- **Excerpt to read**
• • •
Jamie Sutherland
Jamie Sutherland

Reputation: 2790

Compass creating multiple sprite files for different coloured themes under the same icon name

I'm looking to do the following and I just can't seem to work out how without a fair amount of fiddling.

I want to have two icon sets for my theme. One black. One white. My theme has two different colour schemes you can pick from. Grey and blue. On the grey theme, I want black icons, on the blue theme I want white.

I have created my original black icon set fine and have included them in a folder icon/*.png

Now what I'd like to use is the Nested Folder setup where my icons are in the following folders icon/black/*.png and icon/white/*.png

The problem with this is my icons will be named like so black-add and white-add where what I really want is icon-add so that I don't have to change my themes @import icon-sprite(add) lines and I just include the correct sprites/_black or sprites/_white in the top level theme sass file.

Is there some configuration I'm missing that allows me to do this? or am I going about this in the wrong way?

I've worked around the issue by creating a generic icon/*.png folder with all the icons, then copying the generated _icon.sass file and editing it for the black and white icons. then includeing 'sprites/black' in my grey theme and 'sprites/white' in my blue one. This works, but it's a bit of a PITA when you want to add new icons.
• • •
- **Dataset excerpts**

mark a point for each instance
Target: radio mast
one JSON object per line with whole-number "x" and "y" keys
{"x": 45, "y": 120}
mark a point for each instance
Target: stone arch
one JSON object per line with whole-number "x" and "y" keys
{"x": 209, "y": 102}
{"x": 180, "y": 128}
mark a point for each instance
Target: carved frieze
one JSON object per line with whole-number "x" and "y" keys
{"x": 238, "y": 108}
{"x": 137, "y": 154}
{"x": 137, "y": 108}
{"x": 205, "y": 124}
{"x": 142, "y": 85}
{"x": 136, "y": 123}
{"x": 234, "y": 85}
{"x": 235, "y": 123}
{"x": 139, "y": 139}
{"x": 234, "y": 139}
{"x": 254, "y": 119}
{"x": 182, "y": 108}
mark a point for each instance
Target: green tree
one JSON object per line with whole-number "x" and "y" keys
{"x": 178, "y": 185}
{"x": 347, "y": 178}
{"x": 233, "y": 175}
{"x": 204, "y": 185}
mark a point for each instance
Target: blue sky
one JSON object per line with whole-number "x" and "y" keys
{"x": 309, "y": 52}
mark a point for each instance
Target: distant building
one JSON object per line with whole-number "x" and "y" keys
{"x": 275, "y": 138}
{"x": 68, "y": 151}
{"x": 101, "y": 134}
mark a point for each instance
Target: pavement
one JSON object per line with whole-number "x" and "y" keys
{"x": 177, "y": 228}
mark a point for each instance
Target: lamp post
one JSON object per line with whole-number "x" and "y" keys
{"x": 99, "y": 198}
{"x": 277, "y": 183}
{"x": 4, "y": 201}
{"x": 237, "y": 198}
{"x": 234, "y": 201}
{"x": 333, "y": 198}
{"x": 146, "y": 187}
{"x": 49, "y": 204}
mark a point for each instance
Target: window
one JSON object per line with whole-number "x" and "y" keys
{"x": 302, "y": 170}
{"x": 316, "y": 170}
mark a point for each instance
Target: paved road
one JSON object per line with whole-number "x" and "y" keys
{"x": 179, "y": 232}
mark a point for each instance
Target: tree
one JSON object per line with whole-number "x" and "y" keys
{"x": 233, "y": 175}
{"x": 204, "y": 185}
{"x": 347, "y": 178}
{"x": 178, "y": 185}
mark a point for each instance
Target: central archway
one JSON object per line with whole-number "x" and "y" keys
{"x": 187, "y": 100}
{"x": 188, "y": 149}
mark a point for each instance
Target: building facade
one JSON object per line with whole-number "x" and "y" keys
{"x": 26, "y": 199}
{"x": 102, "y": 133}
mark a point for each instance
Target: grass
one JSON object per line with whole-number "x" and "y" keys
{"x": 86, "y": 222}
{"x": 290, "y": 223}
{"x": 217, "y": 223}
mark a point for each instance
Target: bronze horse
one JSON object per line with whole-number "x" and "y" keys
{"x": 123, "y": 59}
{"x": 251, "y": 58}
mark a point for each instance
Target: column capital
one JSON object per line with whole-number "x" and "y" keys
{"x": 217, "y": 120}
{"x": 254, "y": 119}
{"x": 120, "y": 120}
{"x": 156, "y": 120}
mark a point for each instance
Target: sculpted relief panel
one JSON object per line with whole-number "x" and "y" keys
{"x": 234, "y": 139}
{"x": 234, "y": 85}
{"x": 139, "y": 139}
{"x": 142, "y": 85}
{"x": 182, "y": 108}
• • •
- **Instructions to follow**
Rewrite the Compass sprite post between "Now what I'd" and "the wrong way?", inclusive, putting "setting" wherever "configuration" appears.

- **Result of the exercise**
Now what I'd like to use is the Nested Folder setup where my icons are in the following folders icon/black/*.png and icon/white/*.png

The problem with this is my icons will be named like so black-add and white-add where what I really want is icon-add so that I don't have to change my themes @import icon-sprite(add) lines and I just include the correct sprites/_black or sprites/_white in the top level theme sass file.

Is there some setting I'm missing that allows me to do this? or am I going about this in the wrong way?